Bloc de texte —
Egalement scénariste et réalisateur, Paul Auster s’est imposé comme un auteur majeur du post-modernisme. A 77 ans et atteint d’un cancer, il publie ce qu’il annonce comme probablement son dernier livre, un ouvrage dense et court, où la marée des souvenirs assaille un écrivain vieillissant, tourmenté par la perte de sa femme et par les premières défaillances de l’âge.


Dans ce récit, où est le vrai, où est le faux ? Alter ego de l’auteur, Sy Baumgartner est un éminent professeur d’université en même temps qu’un auteur respecté. Mais, à plus de soixante-dix ans, le terme du voyage se fait pressentir. Même si, et pas seulement en esprit, l’homme n’a toujours rien lâché de ses activités, oeuvrant son relâche à son dernier ouvrage, il lui faut bien reconnaître que des détails commencent à le trahir. Veuf depuis dix ans, il a de soudaines absences, se brûle avec une casserole oubliée sur le feu, tombe dans l’escalier de la cave et ne se souvient plus de ses rendez-vous. Le mari de sa femme de ménage s’étant accidentellement sectionné plusieurs doigts, le « syndrome du membre fantôme » lui inspire une « métaphore de la souffrance humaine et de la perte ». Ayant perdu la moitié de lui-même, il se voit en « moignon humain », souffrant de tous ses membres manquants.

[Données de localisation à un point par instance]
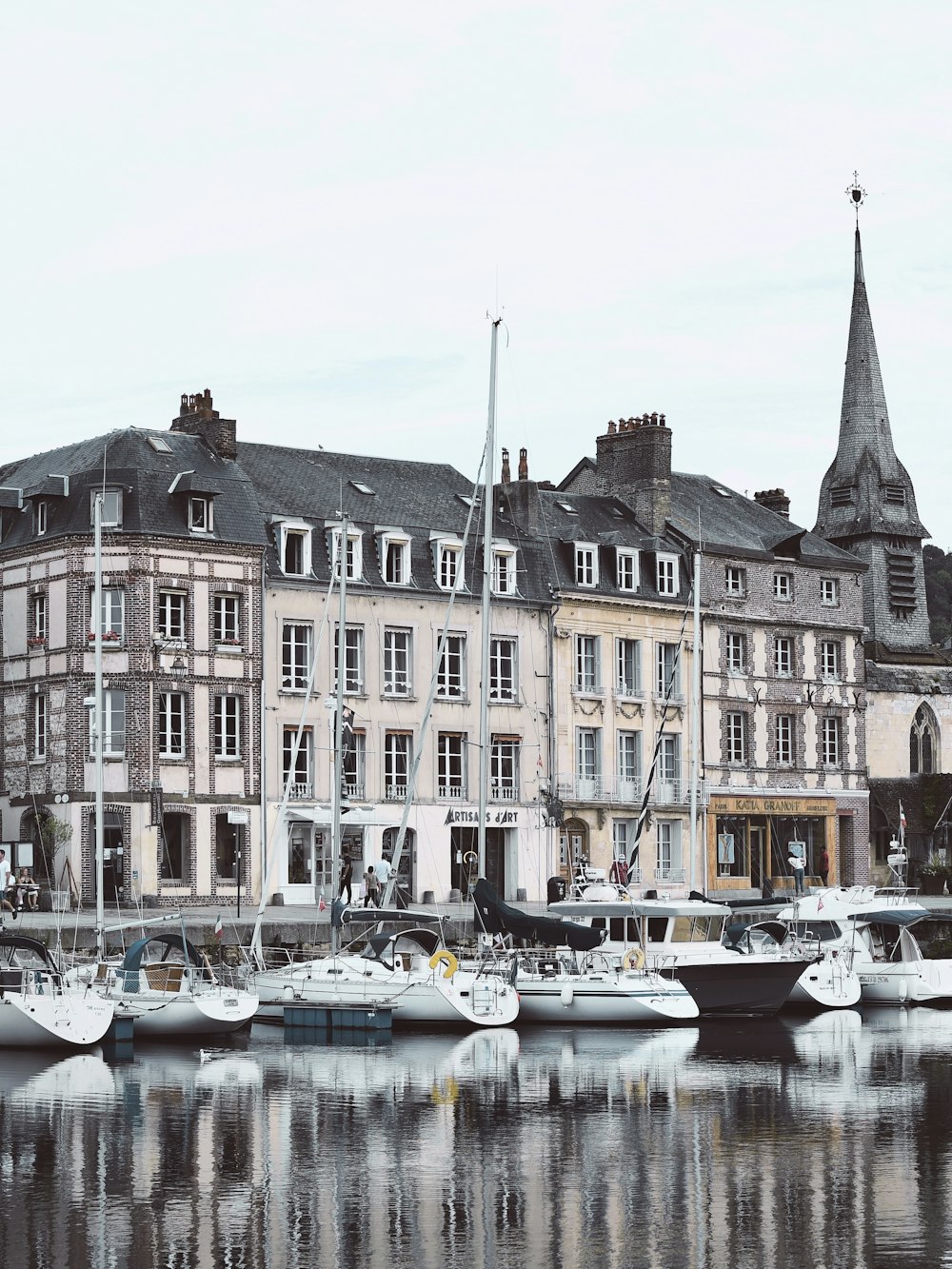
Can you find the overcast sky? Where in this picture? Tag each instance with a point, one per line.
(308, 208)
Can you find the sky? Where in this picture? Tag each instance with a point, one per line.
(312, 207)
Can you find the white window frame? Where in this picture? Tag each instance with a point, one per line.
(228, 727)
(503, 667)
(173, 707)
(627, 568)
(398, 662)
(586, 565)
(451, 675)
(588, 665)
(296, 655)
(301, 533)
(627, 667)
(668, 574)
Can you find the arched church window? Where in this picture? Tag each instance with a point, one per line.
(924, 750)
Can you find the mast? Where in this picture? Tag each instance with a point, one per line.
(338, 781)
(486, 593)
(98, 719)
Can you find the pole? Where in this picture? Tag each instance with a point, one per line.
(486, 594)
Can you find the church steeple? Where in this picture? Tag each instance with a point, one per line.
(867, 502)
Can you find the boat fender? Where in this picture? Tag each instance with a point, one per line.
(447, 959)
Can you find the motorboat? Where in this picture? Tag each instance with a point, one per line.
(684, 940)
(407, 968)
(170, 990)
(38, 1009)
(875, 926)
(571, 979)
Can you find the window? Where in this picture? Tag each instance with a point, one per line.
(228, 727)
(200, 514)
(398, 759)
(627, 565)
(354, 553)
(585, 565)
(295, 551)
(735, 582)
(112, 610)
(398, 674)
(503, 571)
(448, 559)
(668, 865)
(666, 575)
(783, 656)
(627, 666)
(395, 552)
(38, 727)
(353, 659)
(737, 654)
(171, 614)
(113, 724)
(737, 738)
(354, 765)
(297, 766)
(628, 765)
(171, 724)
(112, 507)
(666, 670)
(451, 765)
(451, 677)
(783, 751)
(227, 618)
(40, 622)
(829, 660)
(830, 742)
(228, 849)
(505, 769)
(588, 762)
(588, 664)
(924, 743)
(177, 837)
(502, 669)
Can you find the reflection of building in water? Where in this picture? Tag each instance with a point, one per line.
(779, 1143)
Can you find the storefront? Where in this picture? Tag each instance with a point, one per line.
(750, 839)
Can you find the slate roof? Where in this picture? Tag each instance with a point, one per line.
(145, 476)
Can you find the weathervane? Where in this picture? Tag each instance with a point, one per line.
(857, 195)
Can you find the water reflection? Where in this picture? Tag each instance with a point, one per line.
(819, 1141)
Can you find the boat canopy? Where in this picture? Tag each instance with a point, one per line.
(498, 918)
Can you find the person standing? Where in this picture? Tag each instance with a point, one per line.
(347, 877)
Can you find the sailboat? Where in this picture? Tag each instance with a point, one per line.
(178, 997)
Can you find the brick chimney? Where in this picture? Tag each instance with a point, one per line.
(634, 464)
(200, 419)
(775, 500)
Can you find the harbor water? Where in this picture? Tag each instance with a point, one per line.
(788, 1142)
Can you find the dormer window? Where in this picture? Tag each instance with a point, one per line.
(585, 565)
(503, 571)
(295, 547)
(627, 566)
(200, 514)
(354, 552)
(395, 559)
(668, 583)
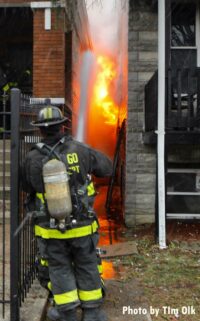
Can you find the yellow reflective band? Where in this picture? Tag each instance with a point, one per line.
(49, 286)
(66, 297)
(91, 189)
(90, 295)
(40, 196)
(44, 262)
(100, 269)
(47, 233)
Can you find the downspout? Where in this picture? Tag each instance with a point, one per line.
(161, 125)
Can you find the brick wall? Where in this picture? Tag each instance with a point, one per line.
(140, 159)
(48, 56)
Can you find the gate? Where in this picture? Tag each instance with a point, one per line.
(18, 247)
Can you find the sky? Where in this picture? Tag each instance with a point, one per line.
(103, 20)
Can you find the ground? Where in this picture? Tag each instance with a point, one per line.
(162, 281)
(150, 281)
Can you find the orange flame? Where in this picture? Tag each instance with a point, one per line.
(103, 90)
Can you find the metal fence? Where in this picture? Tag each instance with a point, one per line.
(115, 195)
(4, 204)
(18, 247)
(22, 241)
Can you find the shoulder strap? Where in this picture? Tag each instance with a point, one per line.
(48, 150)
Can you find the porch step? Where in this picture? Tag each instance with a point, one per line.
(6, 178)
(6, 155)
(6, 142)
(6, 191)
(7, 216)
(7, 165)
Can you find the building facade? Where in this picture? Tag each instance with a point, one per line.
(182, 39)
(47, 39)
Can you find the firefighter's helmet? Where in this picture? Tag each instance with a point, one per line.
(49, 116)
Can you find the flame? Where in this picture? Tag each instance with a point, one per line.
(103, 90)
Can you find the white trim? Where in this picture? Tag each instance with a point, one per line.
(161, 125)
(184, 47)
(57, 101)
(46, 4)
(184, 170)
(185, 216)
(184, 193)
(47, 19)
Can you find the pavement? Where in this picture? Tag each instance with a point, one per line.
(122, 298)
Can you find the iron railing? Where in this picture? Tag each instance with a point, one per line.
(116, 189)
(22, 241)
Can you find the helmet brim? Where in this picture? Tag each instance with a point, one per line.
(48, 124)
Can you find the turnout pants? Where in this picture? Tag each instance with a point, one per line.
(74, 273)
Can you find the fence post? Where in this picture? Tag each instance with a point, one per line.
(14, 205)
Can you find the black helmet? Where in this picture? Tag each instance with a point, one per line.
(49, 116)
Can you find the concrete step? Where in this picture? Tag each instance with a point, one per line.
(6, 178)
(6, 155)
(7, 216)
(7, 165)
(5, 203)
(5, 194)
(6, 142)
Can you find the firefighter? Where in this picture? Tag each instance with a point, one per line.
(71, 242)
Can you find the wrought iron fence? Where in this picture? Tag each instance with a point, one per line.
(116, 190)
(4, 204)
(22, 241)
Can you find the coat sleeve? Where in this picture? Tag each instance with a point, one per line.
(100, 164)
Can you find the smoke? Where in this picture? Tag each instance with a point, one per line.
(104, 24)
(85, 78)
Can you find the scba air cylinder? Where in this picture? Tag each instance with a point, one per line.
(56, 185)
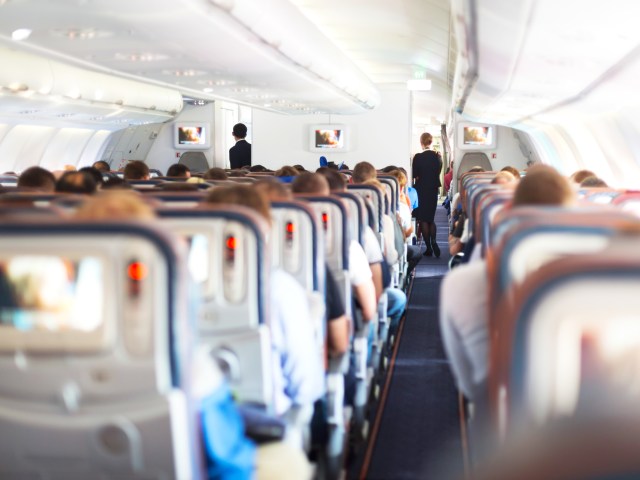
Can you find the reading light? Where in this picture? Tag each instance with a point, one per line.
(419, 85)
(137, 271)
(20, 34)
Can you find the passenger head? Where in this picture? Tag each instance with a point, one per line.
(95, 173)
(239, 130)
(258, 169)
(37, 178)
(243, 195)
(136, 170)
(179, 170)
(337, 182)
(286, 171)
(543, 185)
(593, 181)
(400, 176)
(310, 183)
(513, 171)
(580, 175)
(363, 171)
(426, 139)
(115, 204)
(273, 189)
(116, 183)
(102, 166)
(503, 177)
(215, 174)
(76, 182)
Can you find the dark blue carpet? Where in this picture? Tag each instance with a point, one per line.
(419, 433)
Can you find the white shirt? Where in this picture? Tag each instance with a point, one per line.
(464, 326)
(359, 271)
(297, 370)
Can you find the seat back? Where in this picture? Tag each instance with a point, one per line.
(94, 353)
(228, 261)
(372, 195)
(571, 353)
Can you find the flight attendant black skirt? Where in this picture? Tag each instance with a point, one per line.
(427, 203)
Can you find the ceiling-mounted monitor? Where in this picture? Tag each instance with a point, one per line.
(477, 136)
(328, 138)
(191, 135)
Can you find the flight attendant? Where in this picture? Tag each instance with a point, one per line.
(426, 179)
(240, 153)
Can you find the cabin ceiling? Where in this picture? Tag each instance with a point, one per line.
(295, 57)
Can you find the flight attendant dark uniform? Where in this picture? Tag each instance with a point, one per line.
(426, 170)
(240, 154)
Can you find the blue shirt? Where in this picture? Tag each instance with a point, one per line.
(413, 197)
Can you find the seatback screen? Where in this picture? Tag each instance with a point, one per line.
(51, 294)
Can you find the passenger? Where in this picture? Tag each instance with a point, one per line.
(593, 181)
(337, 320)
(229, 454)
(286, 171)
(215, 174)
(365, 272)
(513, 171)
(503, 177)
(299, 373)
(464, 292)
(404, 219)
(426, 169)
(116, 183)
(240, 153)
(37, 179)
(95, 173)
(136, 170)
(115, 204)
(76, 182)
(102, 166)
(273, 189)
(580, 175)
(363, 171)
(448, 177)
(179, 170)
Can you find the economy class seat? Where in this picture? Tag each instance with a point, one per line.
(569, 352)
(227, 261)
(554, 233)
(94, 353)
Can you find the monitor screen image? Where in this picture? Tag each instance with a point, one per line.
(329, 139)
(191, 135)
(51, 294)
(478, 135)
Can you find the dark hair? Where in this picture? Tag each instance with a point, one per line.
(363, 171)
(37, 178)
(136, 170)
(243, 195)
(336, 180)
(102, 166)
(114, 183)
(593, 181)
(95, 173)
(312, 183)
(239, 130)
(178, 170)
(273, 189)
(215, 173)
(76, 182)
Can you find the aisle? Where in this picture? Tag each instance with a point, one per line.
(419, 429)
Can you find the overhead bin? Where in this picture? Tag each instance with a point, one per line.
(37, 86)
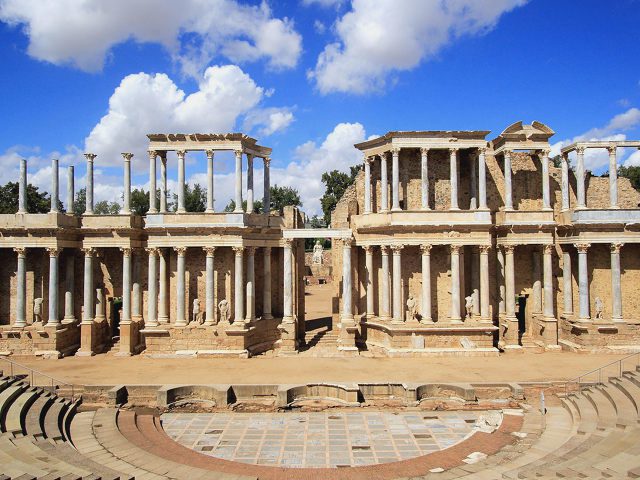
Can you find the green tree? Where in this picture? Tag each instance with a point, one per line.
(37, 202)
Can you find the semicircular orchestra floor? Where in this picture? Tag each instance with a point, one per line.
(326, 439)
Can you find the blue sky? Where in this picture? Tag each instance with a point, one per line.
(307, 78)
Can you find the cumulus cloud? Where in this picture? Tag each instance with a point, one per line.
(379, 37)
(192, 31)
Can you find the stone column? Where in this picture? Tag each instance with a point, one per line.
(153, 207)
(126, 207)
(181, 180)
(482, 179)
(22, 187)
(251, 285)
(397, 282)
(266, 285)
(152, 300)
(288, 283)
(126, 285)
(384, 184)
(453, 177)
(238, 285)
(580, 194)
(395, 178)
(53, 319)
(455, 284)
(238, 181)
(548, 282)
(21, 288)
(181, 317)
(508, 190)
(367, 185)
(70, 189)
(163, 182)
(89, 188)
(613, 177)
(484, 283)
(386, 310)
(55, 189)
(368, 250)
(210, 305)
(583, 282)
(424, 177)
(249, 183)
(209, 182)
(565, 182)
(616, 289)
(266, 195)
(163, 300)
(347, 311)
(426, 282)
(69, 275)
(88, 292)
(567, 285)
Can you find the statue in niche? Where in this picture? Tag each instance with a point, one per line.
(37, 310)
(599, 308)
(223, 308)
(317, 258)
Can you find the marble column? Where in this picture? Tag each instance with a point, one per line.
(126, 285)
(238, 198)
(384, 183)
(89, 187)
(181, 180)
(153, 207)
(88, 291)
(368, 250)
(567, 284)
(210, 208)
(484, 283)
(424, 177)
(53, 318)
(251, 285)
(266, 194)
(616, 289)
(613, 177)
(482, 179)
(453, 178)
(397, 282)
(288, 282)
(580, 194)
(152, 300)
(583, 282)
(266, 285)
(69, 276)
(564, 183)
(347, 311)
(249, 183)
(425, 250)
(210, 305)
(22, 187)
(21, 288)
(367, 185)
(55, 188)
(70, 189)
(395, 178)
(163, 297)
(386, 303)
(455, 284)
(181, 288)
(508, 189)
(238, 285)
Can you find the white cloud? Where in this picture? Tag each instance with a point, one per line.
(379, 37)
(82, 33)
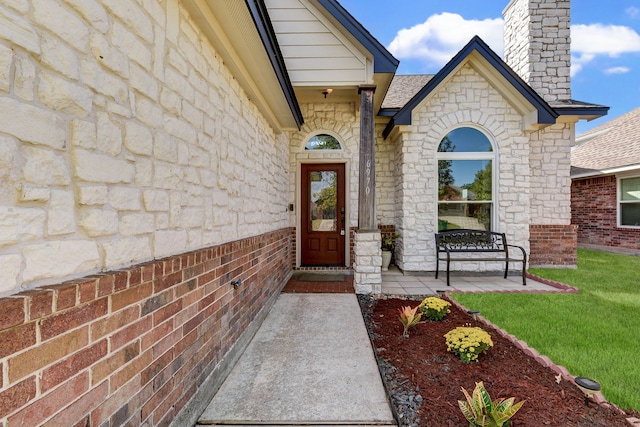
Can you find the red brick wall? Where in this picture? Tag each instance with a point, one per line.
(132, 346)
(594, 211)
(553, 245)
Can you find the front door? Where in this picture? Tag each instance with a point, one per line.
(323, 215)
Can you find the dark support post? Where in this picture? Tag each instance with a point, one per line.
(367, 200)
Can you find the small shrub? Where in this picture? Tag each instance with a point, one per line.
(480, 411)
(409, 317)
(434, 309)
(468, 342)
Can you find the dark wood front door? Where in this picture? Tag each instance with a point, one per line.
(323, 215)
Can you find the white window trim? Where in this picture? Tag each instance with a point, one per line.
(323, 132)
(474, 155)
(619, 200)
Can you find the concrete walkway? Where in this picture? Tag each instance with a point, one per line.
(310, 363)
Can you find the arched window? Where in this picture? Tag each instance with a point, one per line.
(322, 142)
(466, 162)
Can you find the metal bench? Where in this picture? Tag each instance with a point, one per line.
(476, 241)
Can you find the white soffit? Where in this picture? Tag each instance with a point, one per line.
(315, 51)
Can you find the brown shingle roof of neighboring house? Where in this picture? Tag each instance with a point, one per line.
(403, 88)
(610, 146)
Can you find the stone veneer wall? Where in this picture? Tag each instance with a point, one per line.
(556, 241)
(537, 36)
(138, 179)
(594, 203)
(466, 99)
(128, 140)
(135, 346)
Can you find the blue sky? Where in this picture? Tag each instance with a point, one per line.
(425, 34)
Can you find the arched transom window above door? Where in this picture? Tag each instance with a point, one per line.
(466, 184)
(323, 141)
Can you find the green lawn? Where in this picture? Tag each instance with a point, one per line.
(595, 333)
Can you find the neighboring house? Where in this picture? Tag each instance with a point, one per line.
(154, 155)
(605, 184)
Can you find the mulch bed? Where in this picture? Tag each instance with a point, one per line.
(424, 380)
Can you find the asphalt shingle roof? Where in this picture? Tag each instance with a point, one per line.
(611, 145)
(403, 88)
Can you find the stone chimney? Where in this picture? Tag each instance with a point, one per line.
(537, 45)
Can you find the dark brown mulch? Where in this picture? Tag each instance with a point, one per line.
(426, 379)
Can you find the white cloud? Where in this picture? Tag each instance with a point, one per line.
(633, 12)
(617, 70)
(441, 36)
(589, 41)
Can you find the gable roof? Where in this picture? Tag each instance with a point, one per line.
(402, 89)
(384, 61)
(545, 114)
(611, 147)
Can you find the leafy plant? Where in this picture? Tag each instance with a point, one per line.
(468, 342)
(480, 411)
(409, 317)
(434, 309)
(388, 242)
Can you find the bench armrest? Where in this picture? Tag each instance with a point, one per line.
(524, 254)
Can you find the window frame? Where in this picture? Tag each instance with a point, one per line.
(471, 155)
(319, 133)
(620, 202)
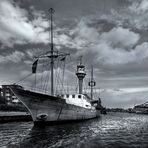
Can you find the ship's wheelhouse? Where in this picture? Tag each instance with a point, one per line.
(77, 99)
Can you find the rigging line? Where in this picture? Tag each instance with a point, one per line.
(23, 78)
(47, 80)
(45, 76)
(56, 79)
(63, 74)
(58, 76)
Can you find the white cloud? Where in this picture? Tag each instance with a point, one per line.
(139, 7)
(120, 37)
(15, 57)
(16, 28)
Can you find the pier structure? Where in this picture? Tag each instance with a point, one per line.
(81, 73)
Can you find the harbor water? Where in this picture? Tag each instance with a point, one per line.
(111, 130)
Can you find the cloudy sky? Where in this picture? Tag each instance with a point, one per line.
(111, 35)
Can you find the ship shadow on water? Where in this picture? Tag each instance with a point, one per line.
(113, 130)
(61, 135)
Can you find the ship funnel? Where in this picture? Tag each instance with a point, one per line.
(81, 75)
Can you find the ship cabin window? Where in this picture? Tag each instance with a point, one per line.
(79, 96)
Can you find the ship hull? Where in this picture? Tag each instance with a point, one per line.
(47, 109)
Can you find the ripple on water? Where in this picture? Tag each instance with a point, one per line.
(111, 130)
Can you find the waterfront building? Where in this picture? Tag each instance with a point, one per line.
(141, 109)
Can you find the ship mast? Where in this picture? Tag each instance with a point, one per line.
(92, 83)
(51, 11)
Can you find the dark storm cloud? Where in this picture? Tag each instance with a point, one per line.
(110, 34)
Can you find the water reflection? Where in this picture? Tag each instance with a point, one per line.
(112, 130)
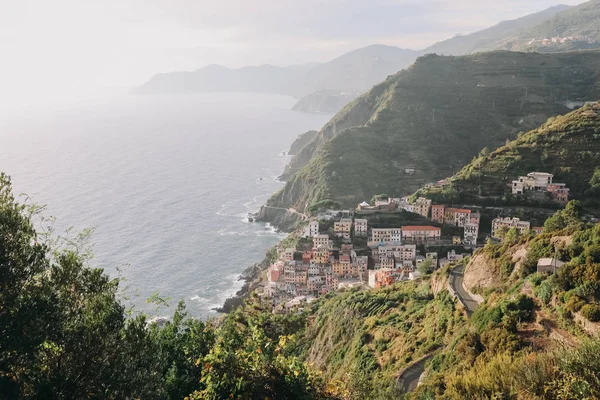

Travail à faire —
[A] Répondez à ces questions sur le texte consacré à Paul Auster :
(i) Quel âge a Paul Auster au moment où il publie ce livre ?
(ii) Depuis combien de temps Sy Baumgartner est-il veuf ?
(iii) Dans quel escalier Sy Baumgartner tombe-t-il ?
[B] Reproduisez le passage du texte sur Paul Auster situé entre « Egalement scénariste et » et « défaillances de l’âge. », ces mots compris.
Vous pouvez vous passer de la liste.

Liste des réponses —
[A]
(i) Il a 77 ans.
(ii) Il est veuf depuis dix ans.
(iii) Il tombe dans l'escalier de la cave.

[B]
Egalement scénariste et réalisateur, Paul Auster s’est imposé comme un auteur majeur du post-modernisme. A 77 ans et atteint d’un cancer, il publie ce qu’il annonce comme probablement son dernier livre, un ouvrage dense et court, où la marée des souvenirs assaille un écrivain vieillissant, tourmenté par la perte de sa femme et par les premières défaillances de l’âge.